**ARBEITSAUFTRAG**
Setze den Text über Pflanzen, die vom Feuer profitieren, im Anschluss an seinen letzten Satz fort.

**TEXT DES DOKUMENTS**
↓

Pflanzen, die vom Feuer profitieren
Entsprechend der fehlenden Beschattung und Konkurrenz seitens der Bäume finden nach einem Waldbrand die niedrigeren Pflanzen bessere Überlebensbedingungen vor, insbesondere die kurzlebigen krautigen Pflanzen, aber auch die Zwergsträucher. Die einjährigen Pflanzen können eine Brandfläche in der Regel schnell über Samen wiederbesiedeln. Zwiebel- und Knollenpflanzen werden meist wenig geschädigt und treiben wieder aus. Die meisten Zwergsträucher haben die Fähigkeit, schnell aus Samen neu zu keimen.
Für die Zwergsträucher sind Brände also günstig: Nach einem Feuer können sie sich auf der Brandfläche ausbreiten und sich gegen die stärker geschädigten Bäume zumindest für einige Zeit durchsetzen. Es ist kein Zufall, dass viele Zwergsträucher so gut brennbar sind: Sie fördern das Auftreten von Feuern, um die danach für sie günstigeren Bedingungen auszunutzen. Die gute Brennbarkeit wird durch einen hohen Gehalt an ätherischen Ölen erreicht sowie durch die günstige Struktur der ein lockeres Gerüst aufbauenden Zweiglein.

↑

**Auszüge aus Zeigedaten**
↓

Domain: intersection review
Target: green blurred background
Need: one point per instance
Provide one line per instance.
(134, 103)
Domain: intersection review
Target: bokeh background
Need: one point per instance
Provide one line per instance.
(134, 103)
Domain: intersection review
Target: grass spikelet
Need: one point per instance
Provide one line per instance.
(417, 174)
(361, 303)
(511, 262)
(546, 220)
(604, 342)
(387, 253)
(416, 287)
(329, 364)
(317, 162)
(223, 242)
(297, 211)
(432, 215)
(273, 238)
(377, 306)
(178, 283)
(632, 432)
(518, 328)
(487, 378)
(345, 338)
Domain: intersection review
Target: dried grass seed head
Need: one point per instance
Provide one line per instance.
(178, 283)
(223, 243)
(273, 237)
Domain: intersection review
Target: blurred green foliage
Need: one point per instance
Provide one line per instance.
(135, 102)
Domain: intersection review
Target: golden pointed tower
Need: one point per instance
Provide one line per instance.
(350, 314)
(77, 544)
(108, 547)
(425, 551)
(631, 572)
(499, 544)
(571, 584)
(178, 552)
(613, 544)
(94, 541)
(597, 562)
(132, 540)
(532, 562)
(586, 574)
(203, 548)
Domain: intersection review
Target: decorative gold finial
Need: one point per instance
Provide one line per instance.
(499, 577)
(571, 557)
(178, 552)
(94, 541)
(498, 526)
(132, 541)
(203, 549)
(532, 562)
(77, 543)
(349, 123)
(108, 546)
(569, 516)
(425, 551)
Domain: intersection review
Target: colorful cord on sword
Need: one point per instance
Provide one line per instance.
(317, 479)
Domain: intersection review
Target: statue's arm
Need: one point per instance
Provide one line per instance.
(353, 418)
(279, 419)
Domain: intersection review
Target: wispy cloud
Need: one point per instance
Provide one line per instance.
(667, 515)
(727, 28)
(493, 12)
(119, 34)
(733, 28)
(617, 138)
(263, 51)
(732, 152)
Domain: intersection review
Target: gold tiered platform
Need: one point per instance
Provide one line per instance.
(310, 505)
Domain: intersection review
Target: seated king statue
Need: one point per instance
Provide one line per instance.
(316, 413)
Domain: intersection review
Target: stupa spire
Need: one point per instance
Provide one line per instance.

↑

**ERGEBNIS DER ÜBUNG**
Die brennbarste Art ist der Dornige Ginster, der sehr leicht Feuer fängt und unter enormer Energiefreisetzung brennt. Er wurde früher von den Dorfbewohnern nicht nur zum Feueranzünden und zum Anheizen der Backöfen verwendet, sondern auch zum Befeuern der Brennöfen der Töpfer und der großen Kalkbrennöfen, in denen der Kalk zum Weißen der Häuser hergestellt wurde. Ähnlich leicht entzündet sich auch die extrem harzhaltige Zistrose.
Der Dornige Ginster ist am besten brennbar.
Hier ist ein Stück Hang mit Dornigem Ginster abgebrannt worden.
Die Baumarten von Naxos wie die Eichen-Arten und der Immergrüne Ahorn sind wesentlich weniger brennbar als die Ginster und Zwergsträucher. Selbst wenn ihre oberirdischen Anteile bei einem Feuer abbrennen oder absterben, können sich viele Arten aus ihren Wurzeln regenerieren, insbesondere dort, wo zwischen den Bäumen die sehr brennbaren Zwergsträucher wachsen, da dann das Feuer sehr schnell über die Fläche wandert und sich die Erde kaum aufheizt.
Die Kermeseiche treibt bald nach dem Feuer aus den Wurzelstöcken wieder aus.
Auch der Mastixstrauch regeneriert sich schnell.
Die abgebrannten Sträucher wachsen bald wieder in die Höhe.
Die Sukzession nach dem Feuer
Im ersten Jahr nach einem Feuer gedeihen auf der Brandfläche viele einjährige Kräuter und Gräser – deswegen sind die abgebrannten Flächen eine bessere Weide für die Ziegen und besonders die Schafe als dichte Ginstervegetation. In den Jahren danach breiten sich die Zwergsträucher und Ginster allmählich wieder aus. Manche Arten wie die Zistrosen keimen sofort aus und wachsen so schnell, dass man nach ein, zwei Jahren schon kaum einen Unterschied mehr sieht. Die Bäume, die das Feuer überlebt haben und aus ihren Wurzeln austreiben, brauchen dagegen eine ganze Reihe von Jahren, um wieder in die Höhe zu wachsen.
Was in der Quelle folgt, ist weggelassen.